WRITTEN INSTRUCTION 1: From the Athens travel post below, write out the stretch from "Very close to" through "Panathenaic athletic contests.".

PASSAGE SHOWN:
◆ ◆ ◆

Wednesday, August 31, 2011

Athens, Part Two

I spent about an hour our first afternoon in Athens trying to find out about how to take the bus directly from Athens to Tirana, Albania. According to many sources online there was a daily night bus, but I was not having any luck finding out where it left from or how to buy tickets. Like in Turkey, all the international buses in Greece are run by individual private tour companies. The front desk at the hostel sent us to a nearby travel agency, but I knew from their website that they didn’t offer bus services. We went on our second and last morning in Athens hopeful that they could point us in the right direction. Luckily they were able to because all of the tour companies that go to Albania are located near one particular metro stop. So off we went to the metro and the when we arose from underground directly across the street from the metro station was a line of tour agencies all with buses to Albania. Within five minutes we had our tickets for that evening at 8:30 and were back on the metro.

Triumphant we returned to our hostel to book a place to stay in Triana and then went out for some last-minute sightseeing and shopping. Located near the northern slope of the Acropolis is the ancient Roman Agora. Built in the 1st century BC by the Roman leaders of Greece you enter the sight through the well-preserved Gate of Athena Archegetis.



The Roman Agora is also the site of the Tower of the Winds, built by Syrian astronomer Andronicus. It functioned as a sundial, weather vane, water clock and compass. Each side of the octagonal monument represents a point of the compass. The reliefs around the top depict the eight winds. The tower was later used by the dervishes during the Turkic period.



Very close to the Roman Agora is the Library of Hadrian. Built in the 2nd century AD, the library is the largest structure built by the Roman emperor Hadrian. It was home to books, music halls, lecture rooms, and a theatre.



Next we made our way through the nearby shopping district and down the narrow lines of shops for a little window shopping (or in my case actual shopping). From there we headed for the Panathenaic Stadium, home to the first modern Olympic Games in 1986. The stadium was build from recovered Pentelic marble from the original Panathenaic Stadium built in the 4th century BC as a venue for the Panathenaic athletic contests.



To complete our loop of central Athens we walked along the edge of the National Gardens and past the Presidential Palace. The palace was being guarded by one of the Evzones, which are the Greek army's elite ceremonial unit, but as I like to call them they are the guys in the skirts with the pom-poms on their shoes. We made our way back to Syntagma Square and down the Plaka to our hostel. We spent the rest of the evening relaxing at the hostel until it was time to meet our overnight bus to Tirana, Albania.

◆ ◆ ◆

WRITTEN INSTRUCTION 2: Lay out the records below as a JSON list of strings, one string per line, leaving blank lines out. Cover only the stretch from the line containing "Q: For each instance of the blurred" through the end of the records.

◆ ◆ ◆

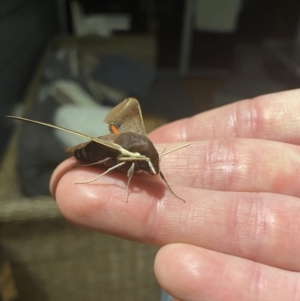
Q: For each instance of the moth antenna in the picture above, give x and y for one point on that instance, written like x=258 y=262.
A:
x=62 y=129
x=164 y=179
x=175 y=149
x=160 y=154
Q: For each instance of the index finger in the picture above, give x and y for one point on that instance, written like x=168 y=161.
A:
x=272 y=117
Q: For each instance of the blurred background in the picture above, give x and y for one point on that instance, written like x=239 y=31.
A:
x=67 y=62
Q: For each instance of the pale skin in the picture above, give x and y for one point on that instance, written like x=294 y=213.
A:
x=237 y=236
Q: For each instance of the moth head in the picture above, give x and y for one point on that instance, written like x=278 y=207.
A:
x=148 y=166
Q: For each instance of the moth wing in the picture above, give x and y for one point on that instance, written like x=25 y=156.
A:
x=101 y=140
x=126 y=116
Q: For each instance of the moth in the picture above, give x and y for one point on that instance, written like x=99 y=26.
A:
x=126 y=147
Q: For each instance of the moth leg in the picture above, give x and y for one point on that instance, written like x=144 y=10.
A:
x=95 y=163
x=175 y=149
x=130 y=173
x=164 y=179
x=107 y=171
x=162 y=153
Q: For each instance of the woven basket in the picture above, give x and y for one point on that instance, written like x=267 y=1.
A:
x=54 y=260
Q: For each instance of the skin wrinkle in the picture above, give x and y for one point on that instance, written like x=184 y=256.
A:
x=253 y=116
x=257 y=284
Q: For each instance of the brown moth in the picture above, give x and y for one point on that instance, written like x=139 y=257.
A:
x=127 y=147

◆ ◆ ◆

FINAL ANSWER 1:
Very close to the Roman Agora is the Library of Hadrian. Built in the 2nd century AD, the library is the largest structure built by the Roman emperor Hadrian. It was home to books, music halls, lecture rooms, and a theatre.



Next we made our way through the nearby shopping district and down the narrow lines of shops for a little window shopping (or in my case actual shopping). From there we headed for the Panathenaic Stadium, home to the first modern Olympic Games in 1986. The stadium was build from recovered Pentelic marble from the original Panathenaic Stadium built in the 4th century BC as a venue for the Panathenaic athletic contests.

FINAL ANSWER 2:
[
  "Q: For each instance of the blurred background in the picture above, give x and y for one point on that instance, written like x=239 y=31.",
  "A:",
  "x=67 y=62",
  "Q: For each instance of the pale skin in the picture above, give x and y for one point on that instance, written like x=294 y=213.",
  "A:",
  "x=237 y=236",
  "Q: For each instance of the moth head in the picture above, give x and y for one point on that instance, written like x=278 y=207.",
  "A:",
  "x=148 y=166",
  "Q: For each instance of the moth wing in the picture above, give x and y for one point on that instance, written like x=25 y=156.",
  "A:",
  "x=101 y=140",
  "x=126 y=116",
  "Q: For each instance of the moth in the picture above, give x and y for one point on that instance, written like x=99 y=26.",
  "A:",
  "x=126 y=147",
  "Q: For each instance of the moth leg in the picture above, give x and y for one point on that instance, written like x=144 y=10.",
  "A:",
  "x=95 y=163",
  "x=175 y=149",
  "x=130 y=173",
  "x=164 y=179",
  "x=107 y=171",
  "x=162 y=153",
  "Q: For each instance of the woven basket in the picture above, give x and y for one point on that instance, written like x=267 y=1.",
  "A:",
  "x=54 y=260",
  "Q: For each instance of the skin wrinkle in the picture above, give x and y for one point on that instance, written like x=184 y=256.",
  "A:",
  "x=253 y=116",
  "x=257 y=284",
  "Q: For each instance of the brown moth in the picture above, give x and y for one point on that instance, written like x=139 y=257.",
  "A:",
  "x=127 y=147"
]